┌─ INPUT ROWS
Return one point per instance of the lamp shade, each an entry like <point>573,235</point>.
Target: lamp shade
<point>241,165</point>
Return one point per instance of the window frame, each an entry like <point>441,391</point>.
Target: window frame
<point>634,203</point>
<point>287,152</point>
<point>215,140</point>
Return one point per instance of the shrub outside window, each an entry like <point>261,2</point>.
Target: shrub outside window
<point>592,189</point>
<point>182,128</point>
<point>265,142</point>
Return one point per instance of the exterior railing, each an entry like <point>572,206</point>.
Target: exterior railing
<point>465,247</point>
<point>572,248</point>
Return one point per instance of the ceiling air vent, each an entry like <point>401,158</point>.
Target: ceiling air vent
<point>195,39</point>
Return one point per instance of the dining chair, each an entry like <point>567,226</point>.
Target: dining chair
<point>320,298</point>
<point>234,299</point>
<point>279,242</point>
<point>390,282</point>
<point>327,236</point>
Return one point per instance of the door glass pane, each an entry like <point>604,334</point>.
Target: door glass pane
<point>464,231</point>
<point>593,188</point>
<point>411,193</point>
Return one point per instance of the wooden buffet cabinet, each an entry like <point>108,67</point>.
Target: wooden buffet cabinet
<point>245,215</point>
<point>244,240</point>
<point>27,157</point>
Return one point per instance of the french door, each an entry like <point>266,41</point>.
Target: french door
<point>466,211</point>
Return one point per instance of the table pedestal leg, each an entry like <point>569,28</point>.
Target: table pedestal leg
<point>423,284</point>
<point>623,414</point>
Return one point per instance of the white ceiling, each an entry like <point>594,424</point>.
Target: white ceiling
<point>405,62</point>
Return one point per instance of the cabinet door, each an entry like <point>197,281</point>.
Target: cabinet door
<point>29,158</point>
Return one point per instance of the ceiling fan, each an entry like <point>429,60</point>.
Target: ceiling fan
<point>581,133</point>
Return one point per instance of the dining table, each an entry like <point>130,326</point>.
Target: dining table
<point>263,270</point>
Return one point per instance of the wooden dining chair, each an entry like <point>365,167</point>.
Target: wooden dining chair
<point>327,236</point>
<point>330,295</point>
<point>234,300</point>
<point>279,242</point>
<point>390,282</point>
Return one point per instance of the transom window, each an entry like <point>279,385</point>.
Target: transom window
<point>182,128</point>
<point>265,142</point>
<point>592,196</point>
└─
GIVEN PROBLEM
Please reproduce the data above word for word, from its first line through its last.

COMPLETE ANSWER
Return one point per instance of the lamp shade, each an entry like <point>573,235</point>.
Target: lamp shade
<point>241,165</point>
Return one point per instance of the window frame, each an entry like <point>441,391</point>.
Target: window frame
<point>634,203</point>
<point>287,152</point>
<point>215,140</point>
Return one point per instance of the shrub outside window, each an entry like <point>261,2</point>.
Target: shrub outside window
<point>592,189</point>
<point>182,128</point>
<point>265,142</point>
Return one point per instance of the exterior railing, each an entry like <point>572,206</point>.
Target: exterior railing
<point>465,247</point>
<point>572,248</point>
Return one point per instance of the ceiling air vent, each an entry like <point>401,158</point>.
Target: ceiling air vent
<point>195,39</point>
Return one point per instance of the dining chair, each an entry like <point>567,226</point>.
Target: dining chair
<point>320,298</point>
<point>234,299</point>
<point>279,242</point>
<point>390,282</point>
<point>327,236</point>
Return one point per instance of the door glass pane, each an entry like <point>604,334</point>.
Target: door glass pane
<point>464,231</point>
<point>593,188</point>
<point>411,193</point>
Return one point per instance of the wooden buffet cabinet, each an entry like <point>108,67</point>.
Target: wooden buffet cabinet
<point>245,215</point>
<point>244,240</point>
<point>27,157</point>
Return one point per instance of the french door, each an entry like <point>266,41</point>.
Target: french door
<point>466,211</point>
Return one point per instance of the table pedestal leg, each an entry like <point>569,28</point>.
Target: table pedestal leg
<point>423,284</point>
<point>623,414</point>
Return one point per instance of the white ceiling, each an entry like <point>594,424</point>.
Target: white ceiling
<point>405,62</point>
Return one point per instance of the cabinet door, each an entry like <point>197,281</point>.
Target: cabinet door
<point>29,158</point>
Return one point per instance of the ceiling fan, each an entry like <point>429,60</point>.
Target: ceiling fan
<point>581,133</point>
Return one point per instance of the dining table, each an entry like <point>130,326</point>.
Target: dining table
<point>263,270</point>
Return one point per instance of the wooden dining chair, each an entry like <point>365,167</point>.
Target: wooden dining chair
<point>327,236</point>
<point>330,295</point>
<point>234,300</point>
<point>279,242</point>
<point>390,282</point>
Return one point per instance of the transom window, each an entry like <point>279,385</point>.
Target: transom window
<point>182,128</point>
<point>265,142</point>
<point>592,196</point>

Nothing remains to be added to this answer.